Exercise:
Copy out the records below word for word, from the line containing "Examine the image and enumerate every atv" through the end of the records, both ends included.
※
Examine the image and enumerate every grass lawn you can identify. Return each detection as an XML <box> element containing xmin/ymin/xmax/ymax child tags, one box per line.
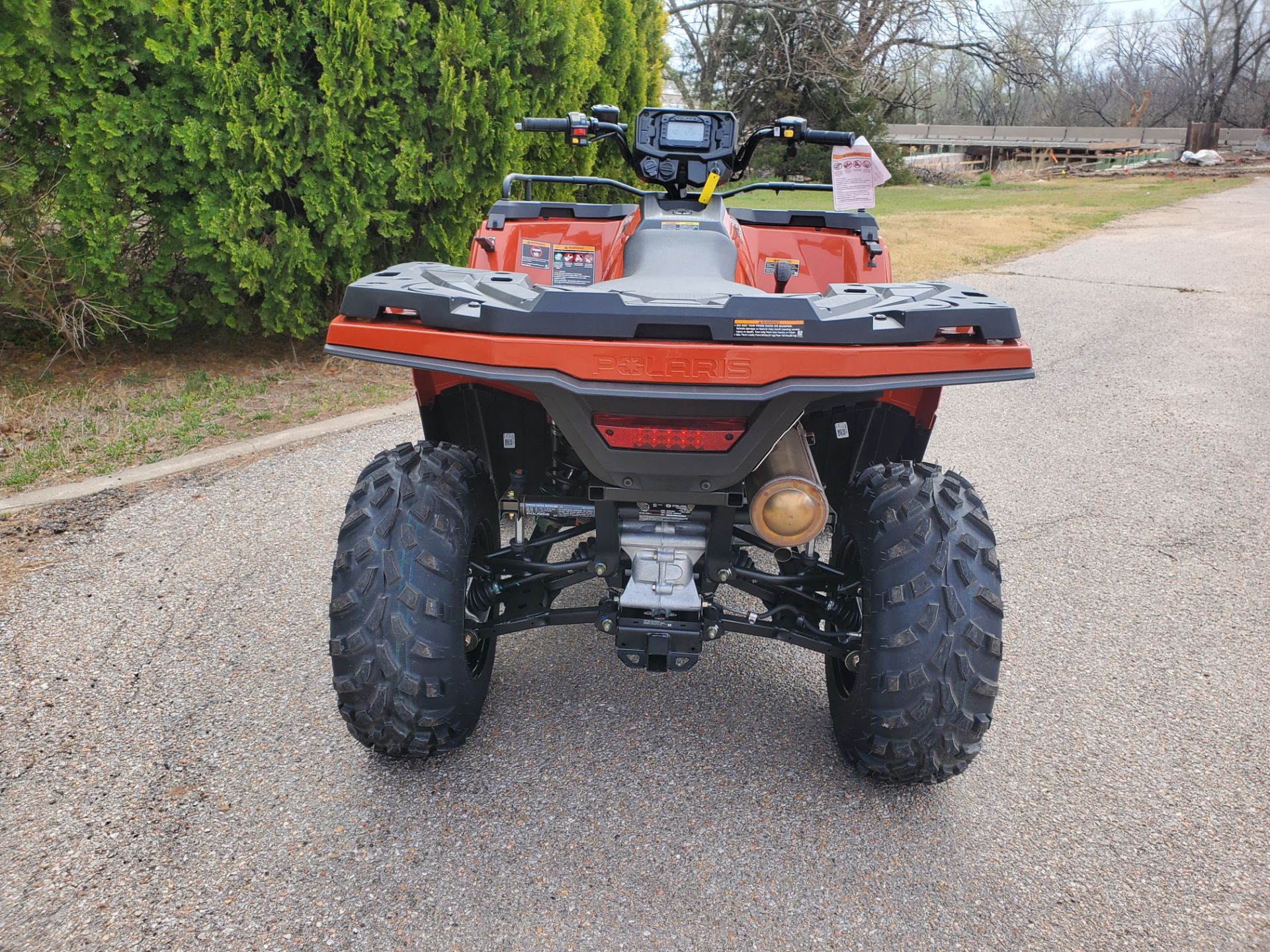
<box><xmin>0</xmin><ymin>335</ymin><xmax>410</xmax><ymax>496</ymax></box>
<box><xmin>0</xmin><ymin>177</ymin><xmax>1242</xmax><ymax>496</ymax></box>
<box><xmin>732</xmin><ymin>177</ymin><xmax>1246</xmax><ymax>280</ymax></box>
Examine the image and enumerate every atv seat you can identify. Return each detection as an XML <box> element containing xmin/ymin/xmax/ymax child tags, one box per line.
<box><xmin>592</xmin><ymin>227</ymin><xmax>767</xmax><ymax>298</ymax></box>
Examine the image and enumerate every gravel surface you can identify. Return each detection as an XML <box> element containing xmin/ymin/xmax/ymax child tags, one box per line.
<box><xmin>0</xmin><ymin>179</ymin><xmax>1270</xmax><ymax>951</ymax></box>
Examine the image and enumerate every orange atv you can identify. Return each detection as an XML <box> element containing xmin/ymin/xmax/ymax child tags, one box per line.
<box><xmin>326</xmin><ymin>105</ymin><xmax>1033</xmax><ymax>782</ymax></box>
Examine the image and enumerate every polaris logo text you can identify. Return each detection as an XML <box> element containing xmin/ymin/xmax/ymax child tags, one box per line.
<box><xmin>595</xmin><ymin>357</ymin><xmax>749</xmax><ymax>379</ymax></box>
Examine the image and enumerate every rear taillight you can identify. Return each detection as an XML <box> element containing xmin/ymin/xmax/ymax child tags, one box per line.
<box><xmin>591</xmin><ymin>414</ymin><xmax>745</xmax><ymax>453</ymax></box>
※
Answer for the task:
Examine the image and enumerate every atv seat you can identify. Return each detection as an XML <box> element containing xmin/ymin/xmax/ymax child tags, one box per line.
<box><xmin>592</xmin><ymin>227</ymin><xmax>767</xmax><ymax>298</ymax></box>
Examine the image and enumerate every gravel surface you can identify. Return each detection as an XML <box> element containing xmin/ymin/xmax/ymax child tags, one box per line.
<box><xmin>0</xmin><ymin>179</ymin><xmax>1270</xmax><ymax>951</ymax></box>
Examine the image and enumerate every orange atv you can identify. Return each detection as an XML <box> element containing xmin/ymin/xmax/ymax child tags, one box per line.
<box><xmin>326</xmin><ymin>105</ymin><xmax>1033</xmax><ymax>782</ymax></box>
Examine the image and enumerate every polaris logo text you can identify. Return each detection as an XML <box> element containing xmin/ymin/xmax/ymax child tags, one box per line.
<box><xmin>595</xmin><ymin>357</ymin><xmax>749</xmax><ymax>379</ymax></box>
Examine the image and enumerate every rear taillight you can identify. Return each detection as an XML <box> element containing xmin/ymin/xmax/ymax child tags, one box per line.
<box><xmin>591</xmin><ymin>414</ymin><xmax>745</xmax><ymax>453</ymax></box>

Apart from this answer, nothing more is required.